Records of labeled points

::::::::

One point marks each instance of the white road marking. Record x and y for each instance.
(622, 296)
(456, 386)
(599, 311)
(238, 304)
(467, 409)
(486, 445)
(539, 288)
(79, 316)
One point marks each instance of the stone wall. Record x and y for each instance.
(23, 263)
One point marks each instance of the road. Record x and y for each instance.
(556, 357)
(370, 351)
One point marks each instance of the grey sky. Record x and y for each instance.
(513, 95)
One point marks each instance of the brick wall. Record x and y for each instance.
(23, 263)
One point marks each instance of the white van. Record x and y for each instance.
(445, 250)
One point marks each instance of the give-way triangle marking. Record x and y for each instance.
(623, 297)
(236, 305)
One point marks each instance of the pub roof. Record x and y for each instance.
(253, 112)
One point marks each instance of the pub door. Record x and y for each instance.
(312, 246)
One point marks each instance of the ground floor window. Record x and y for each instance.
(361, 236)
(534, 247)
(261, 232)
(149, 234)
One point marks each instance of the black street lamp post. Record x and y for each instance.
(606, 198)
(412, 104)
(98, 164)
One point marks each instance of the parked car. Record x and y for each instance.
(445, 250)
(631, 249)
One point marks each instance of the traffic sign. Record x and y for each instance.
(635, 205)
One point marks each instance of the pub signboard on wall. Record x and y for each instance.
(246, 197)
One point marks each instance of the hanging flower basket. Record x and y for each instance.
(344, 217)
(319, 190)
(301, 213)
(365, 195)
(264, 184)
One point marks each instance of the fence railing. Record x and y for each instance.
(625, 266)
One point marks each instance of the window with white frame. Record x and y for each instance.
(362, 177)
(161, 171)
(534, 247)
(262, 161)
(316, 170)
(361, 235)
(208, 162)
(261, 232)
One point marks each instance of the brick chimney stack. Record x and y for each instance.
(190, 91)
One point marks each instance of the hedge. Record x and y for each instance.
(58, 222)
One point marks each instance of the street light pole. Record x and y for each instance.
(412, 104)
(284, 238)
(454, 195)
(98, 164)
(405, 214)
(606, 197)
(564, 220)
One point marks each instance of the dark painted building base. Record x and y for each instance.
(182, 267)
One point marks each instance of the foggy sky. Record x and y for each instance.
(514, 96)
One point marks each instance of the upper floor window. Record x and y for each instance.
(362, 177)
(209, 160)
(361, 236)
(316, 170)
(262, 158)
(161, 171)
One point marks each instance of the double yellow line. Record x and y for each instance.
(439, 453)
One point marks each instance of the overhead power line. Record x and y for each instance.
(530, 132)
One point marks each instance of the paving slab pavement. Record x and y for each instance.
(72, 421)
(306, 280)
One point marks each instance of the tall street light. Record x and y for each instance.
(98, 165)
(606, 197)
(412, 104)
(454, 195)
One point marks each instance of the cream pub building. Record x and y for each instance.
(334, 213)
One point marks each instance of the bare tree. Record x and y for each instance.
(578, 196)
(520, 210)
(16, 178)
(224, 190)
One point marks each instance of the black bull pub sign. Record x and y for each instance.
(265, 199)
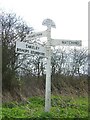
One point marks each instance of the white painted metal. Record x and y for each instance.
(49, 23)
(36, 48)
(62, 42)
(48, 73)
(30, 48)
(36, 35)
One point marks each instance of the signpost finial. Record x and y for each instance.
(49, 23)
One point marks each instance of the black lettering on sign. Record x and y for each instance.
(22, 50)
(38, 53)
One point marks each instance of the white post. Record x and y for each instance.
(50, 24)
(48, 73)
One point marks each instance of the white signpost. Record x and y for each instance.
(38, 34)
(30, 48)
(26, 48)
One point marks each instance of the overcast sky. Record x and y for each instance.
(70, 16)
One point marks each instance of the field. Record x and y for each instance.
(63, 107)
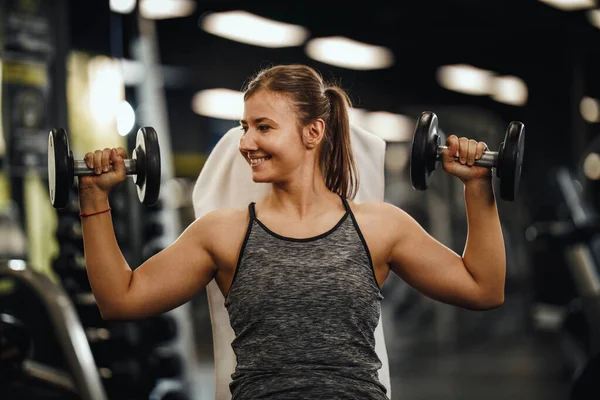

::::::::

• _WRITTEN TASK_
Identify each line of the records that contains the word "floor" and copy those lines. Case counts.

• _EXERCISE OUTPUT_
One point marks each instance of the ground floor window. Record x and y for each instance.
One point marks each instance of the upper floor window. Record x and y for each instance.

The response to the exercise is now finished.